Can you give the listing again with every "rough mask" swapped for "coarse mask" and nothing else changed?

▶ **Items listed in a dataset**

---

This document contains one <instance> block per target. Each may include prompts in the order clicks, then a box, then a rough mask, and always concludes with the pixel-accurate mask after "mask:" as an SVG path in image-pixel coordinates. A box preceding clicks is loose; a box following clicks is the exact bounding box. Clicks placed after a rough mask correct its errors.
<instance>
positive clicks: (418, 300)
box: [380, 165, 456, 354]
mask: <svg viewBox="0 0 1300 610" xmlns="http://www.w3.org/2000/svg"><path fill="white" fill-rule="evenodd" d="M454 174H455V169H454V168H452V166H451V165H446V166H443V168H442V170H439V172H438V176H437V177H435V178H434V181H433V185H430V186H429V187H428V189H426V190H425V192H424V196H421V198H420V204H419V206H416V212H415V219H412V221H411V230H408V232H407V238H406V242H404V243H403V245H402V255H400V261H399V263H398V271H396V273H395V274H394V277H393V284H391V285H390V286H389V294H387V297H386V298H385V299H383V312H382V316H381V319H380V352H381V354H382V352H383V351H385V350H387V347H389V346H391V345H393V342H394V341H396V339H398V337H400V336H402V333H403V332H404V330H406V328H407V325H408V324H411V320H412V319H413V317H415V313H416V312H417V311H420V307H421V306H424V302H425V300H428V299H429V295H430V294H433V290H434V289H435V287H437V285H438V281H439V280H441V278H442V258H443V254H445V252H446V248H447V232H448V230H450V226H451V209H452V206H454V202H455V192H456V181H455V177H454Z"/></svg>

---

▶ **ANSWER SECTION**
This document contains one <instance> block per target. Each may include prompts in the order clicks, then a box, then a coarse mask, and always concludes with the pixel-accurate mask after "mask:" as an SVG path in image-pixel coordinates. A box preceding clicks is loose; a box following clicks is the exact bounding box. Clicks placed after a coarse mask correct its errors.
<instance>
positive clicks: (418, 300)
box: [380, 165, 456, 354]
mask: <svg viewBox="0 0 1300 610" xmlns="http://www.w3.org/2000/svg"><path fill="white" fill-rule="evenodd" d="M454 174H455V169H454V168H452V166H451V165H446V166H443V168H442V170H439V172H438V176H437V177H435V178H434V181H433V185H430V186H429V187H428V189H426V190H425V192H424V196H421V198H420V204H419V206H416V212H415V219H412V221H411V230H408V232H407V238H406V242H404V243H403V245H402V255H400V261H399V263H398V271H396V273H395V274H394V277H393V284H391V285H390V286H389V294H387V297H386V298H385V299H383V312H382V316H381V319H380V352H381V354H382V352H383V351H385V350H387V347H389V346H391V345H393V342H394V341H396V339H398V337H400V336H402V333H403V332H404V330H406V328H407V325H408V324H411V320H412V319H413V317H415V313H416V312H417V311H420V307H421V306H424V302H425V300H428V299H429V295H430V294H433V290H434V289H435V287H437V285H438V281H439V280H441V278H442V258H443V254H445V252H446V248H447V232H448V230H450V226H451V209H452V206H454V202H455V192H456V181H455V177H454Z"/></svg>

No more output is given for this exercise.